Эта история меня смутно беспокоила все время. Что если опять не удастся рассчитаться с Марьей? Спросить совета у Аграфены я боялась, она может донести на нее в НКВД, и тогда будет еще хуже. Комическая сторона этого глупого положения от нас с Вандой тоже не ускользала, и мы искренне смеялись сами над собой. "Это она не на стражников дурь напустила, а на нас!"

143

Было воскресенье. Позавтракав в техникуме, я отправилась в городской сад и села на скамейку. Утром была репетиция очередного концерта, последнего за этот учебный год. За это время мне удалось хорошо познакомиться со многими советскими песнями. Многие мне очень нравились, особенно хоровые солдатские, которые хор студентов лихо пел под аккомпанемент рояля. Если бы не слова, их можно было бы петь на любых концертах, думалось мне.

Народу в- саду много, в 12 часов ежедневно радио сообщает последние новости. Жду передачи, смотрю на проходящую мимо толпу. Около недавно открывшегося киоска, где продают лимонад, нарзан и клюквенный морс, толпится молодежь. Вдруг обычные сообщения прерываются, после секундной паузы слышится незнакомый голос: "Внимание! Внимание! говорит Москва!"

Все насторожились. Взволнованным голосом Молотов сообщал, что в ночь на 22 июня Германия предательски напала на Советский Союз. Защищая свою территорию, Советы объявляют войну немцам!

Все обомлели. Молча, неподвижно замерли на своих местах, ожидая подробностей, но подробностей не было. Заиграл марш, и передача прекратилась...

Мы, хотя и видели по неясным сообщениям, что отношения между Советами и Германией портились, все же были далеки от мысли, что между ними возможна война.

•••

__Задание A__:
Соответствуют ли фрагменту воспоминаний утверждения ниже? Для каждого ответьте «да» или «нет» и приведите решающие слова фрагмента в точной цитате: (i) рассказчица ждала новостей, сидя на скамейке в городском саду; (ii) после сообщения Молотова по радио передали подробности о нападении; (iii) утренняя репетиция готовила последний концерт учебного года.
__Задание B__:
Продолжите фрагмент воспоминаний, начав сразу после его последнего предложения.

•••

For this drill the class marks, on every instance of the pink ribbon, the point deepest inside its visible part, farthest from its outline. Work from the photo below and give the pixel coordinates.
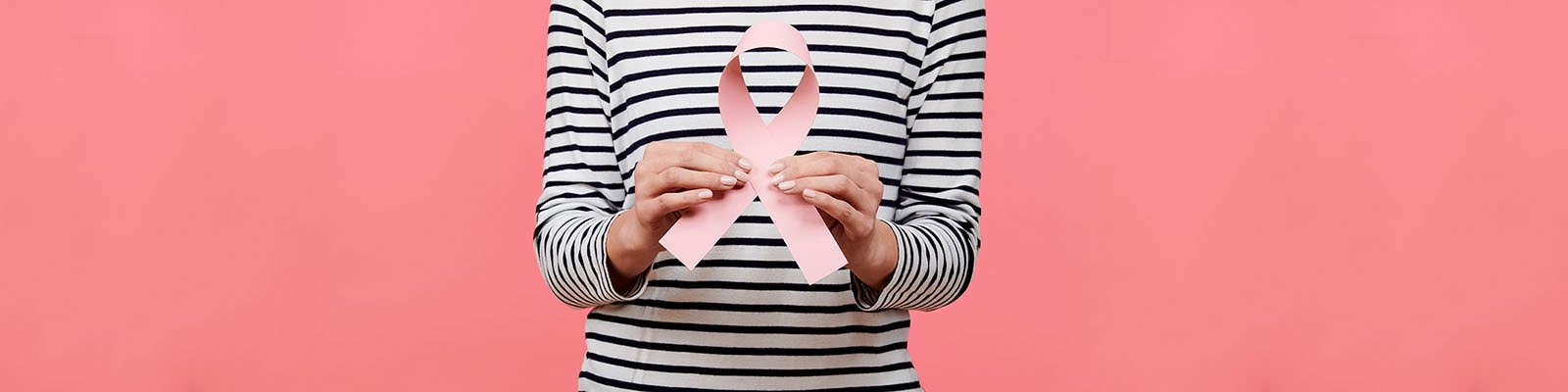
(800, 226)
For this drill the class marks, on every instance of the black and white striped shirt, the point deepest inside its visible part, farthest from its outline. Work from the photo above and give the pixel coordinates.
(901, 85)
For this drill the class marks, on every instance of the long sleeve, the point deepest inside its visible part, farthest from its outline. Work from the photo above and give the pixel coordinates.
(938, 206)
(582, 182)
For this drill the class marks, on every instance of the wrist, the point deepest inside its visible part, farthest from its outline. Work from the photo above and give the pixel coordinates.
(629, 248)
(878, 256)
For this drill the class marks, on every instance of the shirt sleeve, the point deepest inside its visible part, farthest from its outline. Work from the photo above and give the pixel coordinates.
(582, 180)
(938, 206)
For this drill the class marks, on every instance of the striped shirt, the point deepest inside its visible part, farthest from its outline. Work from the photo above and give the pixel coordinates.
(901, 85)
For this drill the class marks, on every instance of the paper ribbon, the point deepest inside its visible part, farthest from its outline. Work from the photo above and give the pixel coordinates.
(800, 226)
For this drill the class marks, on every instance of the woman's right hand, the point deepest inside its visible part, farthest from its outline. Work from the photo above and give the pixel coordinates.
(671, 176)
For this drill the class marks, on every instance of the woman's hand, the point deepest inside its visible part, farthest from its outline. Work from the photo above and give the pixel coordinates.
(847, 192)
(671, 176)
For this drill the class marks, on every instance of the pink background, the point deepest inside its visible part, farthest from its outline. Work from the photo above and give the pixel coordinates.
(1180, 196)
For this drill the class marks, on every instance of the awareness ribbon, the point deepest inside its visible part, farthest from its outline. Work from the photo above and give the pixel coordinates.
(800, 226)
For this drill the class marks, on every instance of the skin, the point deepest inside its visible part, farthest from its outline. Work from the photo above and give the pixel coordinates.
(678, 174)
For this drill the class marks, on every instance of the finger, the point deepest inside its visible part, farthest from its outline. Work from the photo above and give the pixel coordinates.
(852, 220)
(679, 179)
(670, 203)
(836, 185)
(858, 170)
(705, 159)
(725, 154)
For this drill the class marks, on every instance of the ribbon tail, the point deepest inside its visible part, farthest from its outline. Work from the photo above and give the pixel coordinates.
(807, 235)
(703, 224)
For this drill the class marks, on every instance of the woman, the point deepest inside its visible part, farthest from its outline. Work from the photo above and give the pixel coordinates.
(634, 137)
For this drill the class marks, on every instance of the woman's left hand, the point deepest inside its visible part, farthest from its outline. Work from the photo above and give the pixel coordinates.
(847, 192)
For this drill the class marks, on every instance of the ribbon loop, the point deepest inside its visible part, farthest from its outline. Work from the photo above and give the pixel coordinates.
(804, 231)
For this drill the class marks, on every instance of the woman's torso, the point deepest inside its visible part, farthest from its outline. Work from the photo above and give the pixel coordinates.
(745, 318)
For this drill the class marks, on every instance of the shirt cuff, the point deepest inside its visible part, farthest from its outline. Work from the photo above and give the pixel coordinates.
(603, 284)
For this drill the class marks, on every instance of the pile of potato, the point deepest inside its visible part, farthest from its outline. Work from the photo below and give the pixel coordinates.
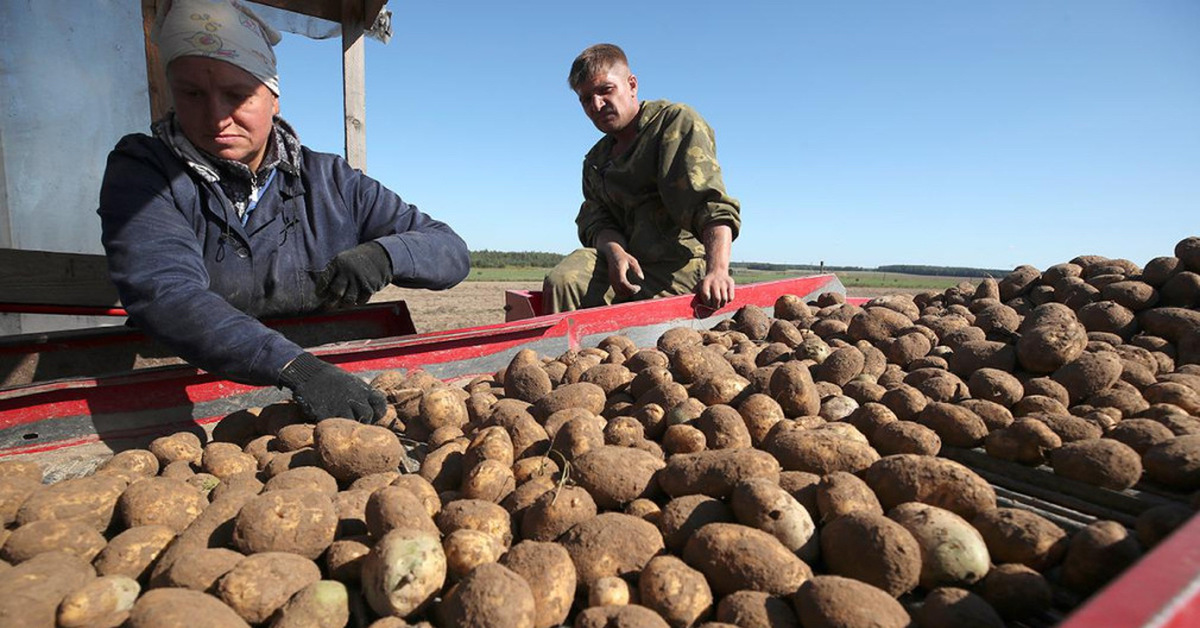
(773, 471)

•••

__Правильный ответ A__:
(i) Да: «я отправилась в городской сад и села на скамейку».
(ii) Нет: «ожидая подробностей, но подробностей не было».
(iii) Да: «Утром была репетиция очередного концерта, последнего за этот учебный год».

__Правильный ответ B__:
С невероятной быстротой это известие облетело весь город. Люди толпами выходили на улицу, собирались у громкоговорителей, ожидая сообщений. Утренние газеты расхватывались и просматривались тут же на улице, но в них ничего о войне сообщено не было. Неизвестно откуда появились незнакомые нам целые группы поляков. Они со слезами бросались друг к другу. Трудно описать волнение, я бы сказала — ликование, охватившее город.

Конец! это конец большевиков! — открыто говорили поляки, не скрывая своей радости. Русское население, более осторожное, молчаливо ожидало, как повернутся события. Среди местных властей чувствовалась неподготовленность и полная растерянность. Аграфена встретила меня молчаливой, но счастливой улыбкой. Вечерами мы все собирались вместе, игнорируя работу, радостно переживая последние слухи, наводнявшие город. А слухи были волнующие и неожиданные.

Гитлер перешел Неман! Советы этого не ожидали, Сталин до конца не верил, что может дойти до вооруженного конфликта!

144

К немецким войскам переходят толпы гражданского населения, не сочувствующие советскому строю... С первых же дней наступления десятки тысяч пленных сдаются немцам, сдаются целыми дивизиями.

Откуда шли эти известия, которые потом оказались правдивыми, неизвестно. Но передавались они теперь и среди русских с нескрываемой радостью.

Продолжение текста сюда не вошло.